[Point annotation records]
^^^^
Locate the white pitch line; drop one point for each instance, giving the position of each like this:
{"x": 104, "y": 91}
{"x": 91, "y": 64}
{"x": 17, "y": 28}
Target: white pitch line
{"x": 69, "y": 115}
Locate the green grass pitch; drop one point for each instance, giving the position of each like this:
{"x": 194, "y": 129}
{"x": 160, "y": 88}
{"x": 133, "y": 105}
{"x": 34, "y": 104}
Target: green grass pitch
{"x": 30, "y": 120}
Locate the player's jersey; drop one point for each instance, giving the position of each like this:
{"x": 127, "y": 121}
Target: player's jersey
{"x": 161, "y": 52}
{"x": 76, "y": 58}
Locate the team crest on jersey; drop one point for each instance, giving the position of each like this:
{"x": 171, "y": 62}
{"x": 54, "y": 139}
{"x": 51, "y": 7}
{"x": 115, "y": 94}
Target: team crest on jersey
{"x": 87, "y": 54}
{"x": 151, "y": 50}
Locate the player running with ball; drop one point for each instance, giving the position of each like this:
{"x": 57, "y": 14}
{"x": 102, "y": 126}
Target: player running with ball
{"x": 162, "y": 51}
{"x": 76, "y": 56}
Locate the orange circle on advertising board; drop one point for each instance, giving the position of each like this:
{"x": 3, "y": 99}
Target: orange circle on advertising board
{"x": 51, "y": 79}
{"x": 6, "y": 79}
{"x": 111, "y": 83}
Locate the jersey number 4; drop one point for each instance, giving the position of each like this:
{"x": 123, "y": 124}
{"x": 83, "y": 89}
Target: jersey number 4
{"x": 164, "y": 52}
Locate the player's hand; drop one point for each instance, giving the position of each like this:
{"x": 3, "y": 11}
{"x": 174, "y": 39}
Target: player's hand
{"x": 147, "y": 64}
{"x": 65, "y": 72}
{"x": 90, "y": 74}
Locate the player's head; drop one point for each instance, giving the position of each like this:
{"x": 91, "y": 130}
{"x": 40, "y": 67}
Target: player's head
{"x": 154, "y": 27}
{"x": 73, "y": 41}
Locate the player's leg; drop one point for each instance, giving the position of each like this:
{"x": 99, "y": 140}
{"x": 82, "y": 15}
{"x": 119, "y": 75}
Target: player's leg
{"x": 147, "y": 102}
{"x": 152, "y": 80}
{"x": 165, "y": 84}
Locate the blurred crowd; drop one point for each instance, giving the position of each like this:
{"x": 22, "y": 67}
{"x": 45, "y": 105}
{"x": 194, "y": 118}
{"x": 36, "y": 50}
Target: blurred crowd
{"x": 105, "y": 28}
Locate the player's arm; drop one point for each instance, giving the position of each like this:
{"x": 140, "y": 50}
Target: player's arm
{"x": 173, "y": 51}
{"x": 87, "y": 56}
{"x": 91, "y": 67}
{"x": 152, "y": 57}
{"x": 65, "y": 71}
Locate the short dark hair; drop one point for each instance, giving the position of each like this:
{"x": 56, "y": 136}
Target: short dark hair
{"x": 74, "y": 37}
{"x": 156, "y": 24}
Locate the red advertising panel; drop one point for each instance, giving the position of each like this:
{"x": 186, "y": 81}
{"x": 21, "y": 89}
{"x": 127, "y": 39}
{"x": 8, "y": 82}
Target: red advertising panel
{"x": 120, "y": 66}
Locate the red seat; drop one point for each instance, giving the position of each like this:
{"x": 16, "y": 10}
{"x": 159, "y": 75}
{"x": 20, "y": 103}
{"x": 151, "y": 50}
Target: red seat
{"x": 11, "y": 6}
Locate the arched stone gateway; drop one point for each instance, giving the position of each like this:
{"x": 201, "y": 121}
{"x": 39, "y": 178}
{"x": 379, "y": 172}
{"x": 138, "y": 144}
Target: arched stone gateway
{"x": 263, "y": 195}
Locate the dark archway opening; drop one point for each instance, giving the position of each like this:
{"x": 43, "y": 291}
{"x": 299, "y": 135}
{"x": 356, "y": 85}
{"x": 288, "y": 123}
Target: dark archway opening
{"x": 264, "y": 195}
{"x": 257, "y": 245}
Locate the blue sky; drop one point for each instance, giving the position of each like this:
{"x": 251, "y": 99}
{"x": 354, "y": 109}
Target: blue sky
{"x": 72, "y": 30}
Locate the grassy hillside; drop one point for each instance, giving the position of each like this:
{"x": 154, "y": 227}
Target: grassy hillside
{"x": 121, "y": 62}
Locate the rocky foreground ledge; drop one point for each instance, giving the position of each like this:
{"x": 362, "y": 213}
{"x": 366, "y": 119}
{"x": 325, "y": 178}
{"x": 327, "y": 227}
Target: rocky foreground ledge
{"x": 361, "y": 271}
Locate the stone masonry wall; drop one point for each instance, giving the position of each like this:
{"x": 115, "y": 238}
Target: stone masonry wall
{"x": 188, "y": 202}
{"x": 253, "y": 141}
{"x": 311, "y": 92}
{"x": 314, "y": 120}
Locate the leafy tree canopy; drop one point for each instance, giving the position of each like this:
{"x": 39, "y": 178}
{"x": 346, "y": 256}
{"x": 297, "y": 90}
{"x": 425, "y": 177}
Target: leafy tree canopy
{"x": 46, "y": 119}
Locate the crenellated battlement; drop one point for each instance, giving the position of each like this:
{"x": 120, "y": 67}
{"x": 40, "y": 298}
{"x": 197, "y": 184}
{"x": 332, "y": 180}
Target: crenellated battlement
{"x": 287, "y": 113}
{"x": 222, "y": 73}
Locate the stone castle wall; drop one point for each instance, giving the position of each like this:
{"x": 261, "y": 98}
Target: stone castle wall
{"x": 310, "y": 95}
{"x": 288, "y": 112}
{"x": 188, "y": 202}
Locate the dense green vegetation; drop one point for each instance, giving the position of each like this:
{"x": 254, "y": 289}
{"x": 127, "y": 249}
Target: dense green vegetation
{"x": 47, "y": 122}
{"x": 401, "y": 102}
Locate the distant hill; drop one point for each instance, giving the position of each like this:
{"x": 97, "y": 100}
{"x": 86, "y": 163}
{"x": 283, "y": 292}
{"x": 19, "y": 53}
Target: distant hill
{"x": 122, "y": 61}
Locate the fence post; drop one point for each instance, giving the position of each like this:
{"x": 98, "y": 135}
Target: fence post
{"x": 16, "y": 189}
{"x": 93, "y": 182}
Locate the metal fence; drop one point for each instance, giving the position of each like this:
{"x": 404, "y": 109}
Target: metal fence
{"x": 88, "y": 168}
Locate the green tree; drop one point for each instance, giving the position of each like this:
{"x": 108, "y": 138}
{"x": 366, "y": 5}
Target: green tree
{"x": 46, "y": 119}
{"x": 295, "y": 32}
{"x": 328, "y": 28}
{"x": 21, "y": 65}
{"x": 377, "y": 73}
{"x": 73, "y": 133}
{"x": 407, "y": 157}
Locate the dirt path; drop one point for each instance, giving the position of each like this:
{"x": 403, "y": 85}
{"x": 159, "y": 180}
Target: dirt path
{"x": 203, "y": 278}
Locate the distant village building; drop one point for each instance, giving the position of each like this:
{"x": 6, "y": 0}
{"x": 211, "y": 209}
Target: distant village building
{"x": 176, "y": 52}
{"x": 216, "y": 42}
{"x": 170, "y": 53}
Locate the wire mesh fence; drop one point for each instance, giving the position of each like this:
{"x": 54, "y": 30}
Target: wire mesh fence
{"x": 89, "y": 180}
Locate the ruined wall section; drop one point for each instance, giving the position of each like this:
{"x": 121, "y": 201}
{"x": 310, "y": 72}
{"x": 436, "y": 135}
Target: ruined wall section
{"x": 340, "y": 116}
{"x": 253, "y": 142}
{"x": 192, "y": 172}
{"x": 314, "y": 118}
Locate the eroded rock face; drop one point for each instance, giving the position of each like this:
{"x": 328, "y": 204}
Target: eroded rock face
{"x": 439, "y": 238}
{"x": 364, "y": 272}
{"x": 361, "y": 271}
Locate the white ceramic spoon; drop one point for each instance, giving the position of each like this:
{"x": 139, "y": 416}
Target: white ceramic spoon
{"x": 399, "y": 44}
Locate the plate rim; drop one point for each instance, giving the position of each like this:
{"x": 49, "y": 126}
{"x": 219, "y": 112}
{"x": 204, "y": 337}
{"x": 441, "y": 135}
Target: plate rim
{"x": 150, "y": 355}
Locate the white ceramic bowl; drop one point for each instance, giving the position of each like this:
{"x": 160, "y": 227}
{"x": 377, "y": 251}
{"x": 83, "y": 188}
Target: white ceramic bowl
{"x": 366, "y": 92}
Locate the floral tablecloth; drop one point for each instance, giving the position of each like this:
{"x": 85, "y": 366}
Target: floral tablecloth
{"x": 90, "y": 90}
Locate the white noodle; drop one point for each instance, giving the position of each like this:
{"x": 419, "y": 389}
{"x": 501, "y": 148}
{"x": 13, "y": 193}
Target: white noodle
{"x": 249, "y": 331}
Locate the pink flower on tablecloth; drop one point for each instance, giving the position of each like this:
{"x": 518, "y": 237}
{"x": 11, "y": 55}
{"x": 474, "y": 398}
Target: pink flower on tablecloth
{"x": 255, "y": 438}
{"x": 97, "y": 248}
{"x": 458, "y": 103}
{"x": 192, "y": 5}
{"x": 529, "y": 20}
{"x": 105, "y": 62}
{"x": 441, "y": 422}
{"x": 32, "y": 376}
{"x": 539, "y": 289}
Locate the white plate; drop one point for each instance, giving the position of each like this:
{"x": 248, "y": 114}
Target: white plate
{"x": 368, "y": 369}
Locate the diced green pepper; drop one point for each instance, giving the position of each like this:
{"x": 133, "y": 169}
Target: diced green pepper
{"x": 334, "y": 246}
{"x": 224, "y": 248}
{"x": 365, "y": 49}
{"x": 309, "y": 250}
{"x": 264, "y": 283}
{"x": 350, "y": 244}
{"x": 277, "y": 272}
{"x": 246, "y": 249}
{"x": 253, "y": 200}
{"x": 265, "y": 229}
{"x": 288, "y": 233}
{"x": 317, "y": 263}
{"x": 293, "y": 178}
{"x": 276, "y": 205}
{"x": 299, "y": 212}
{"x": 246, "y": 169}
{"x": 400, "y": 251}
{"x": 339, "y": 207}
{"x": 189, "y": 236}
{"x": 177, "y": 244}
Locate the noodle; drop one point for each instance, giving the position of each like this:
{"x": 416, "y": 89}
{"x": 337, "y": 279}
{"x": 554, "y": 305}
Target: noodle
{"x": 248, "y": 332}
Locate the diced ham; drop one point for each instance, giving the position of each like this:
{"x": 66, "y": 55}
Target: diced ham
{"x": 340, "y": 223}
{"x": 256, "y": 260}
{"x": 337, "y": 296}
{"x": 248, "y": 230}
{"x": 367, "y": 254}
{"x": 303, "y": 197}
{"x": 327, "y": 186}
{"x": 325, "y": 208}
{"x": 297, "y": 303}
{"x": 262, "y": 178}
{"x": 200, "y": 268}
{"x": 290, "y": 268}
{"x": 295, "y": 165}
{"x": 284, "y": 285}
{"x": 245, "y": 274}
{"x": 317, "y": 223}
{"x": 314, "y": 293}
^^^^
What you should do ▸ Output the line that contains "Locate the white noodle;", followed by every later line in the listing, with no line omitted and none added.

Output ▸
Locate the white noodle; drop one point for each instance, giving the position of each like this:
{"x": 419, "y": 389}
{"x": 501, "y": 148}
{"x": 13, "y": 193}
Target: white noodle
{"x": 249, "y": 331}
Locate the pink flower on tablecloth; drop one point for each instance, giving the position of each like this:
{"x": 518, "y": 237}
{"x": 11, "y": 55}
{"x": 474, "y": 398}
Target: pink flower on tablecloth
{"x": 255, "y": 438}
{"x": 97, "y": 248}
{"x": 458, "y": 103}
{"x": 192, "y": 5}
{"x": 529, "y": 20}
{"x": 105, "y": 62}
{"x": 441, "y": 422}
{"x": 32, "y": 376}
{"x": 539, "y": 289}
Locate the white plate; drop one point for each instance, giving the position of each like this:
{"x": 248, "y": 114}
Target: white plate
{"x": 368, "y": 369}
Locate the diced green pepper; drop one point for each instance, giving the position of each like this:
{"x": 133, "y": 169}
Target: diced green pepper
{"x": 334, "y": 246}
{"x": 224, "y": 248}
{"x": 365, "y": 49}
{"x": 309, "y": 250}
{"x": 264, "y": 283}
{"x": 350, "y": 244}
{"x": 277, "y": 272}
{"x": 246, "y": 249}
{"x": 253, "y": 200}
{"x": 265, "y": 229}
{"x": 288, "y": 233}
{"x": 317, "y": 263}
{"x": 293, "y": 178}
{"x": 276, "y": 205}
{"x": 299, "y": 212}
{"x": 246, "y": 169}
{"x": 400, "y": 251}
{"x": 339, "y": 207}
{"x": 189, "y": 236}
{"x": 177, "y": 244}
Locate the noodle; drop one point for each instance, giving the position of each like this:
{"x": 416, "y": 89}
{"x": 337, "y": 279}
{"x": 554, "y": 305}
Target: noodle
{"x": 248, "y": 332}
Locate the diced ham; drop one point for each instance, giving the position of each like this:
{"x": 66, "y": 55}
Target: diced ham
{"x": 340, "y": 223}
{"x": 256, "y": 260}
{"x": 337, "y": 296}
{"x": 248, "y": 230}
{"x": 367, "y": 254}
{"x": 303, "y": 197}
{"x": 327, "y": 186}
{"x": 325, "y": 208}
{"x": 297, "y": 303}
{"x": 262, "y": 178}
{"x": 200, "y": 268}
{"x": 290, "y": 268}
{"x": 295, "y": 165}
{"x": 284, "y": 285}
{"x": 245, "y": 274}
{"x": 317, "y": 223}
{"x": 314, "y": 293}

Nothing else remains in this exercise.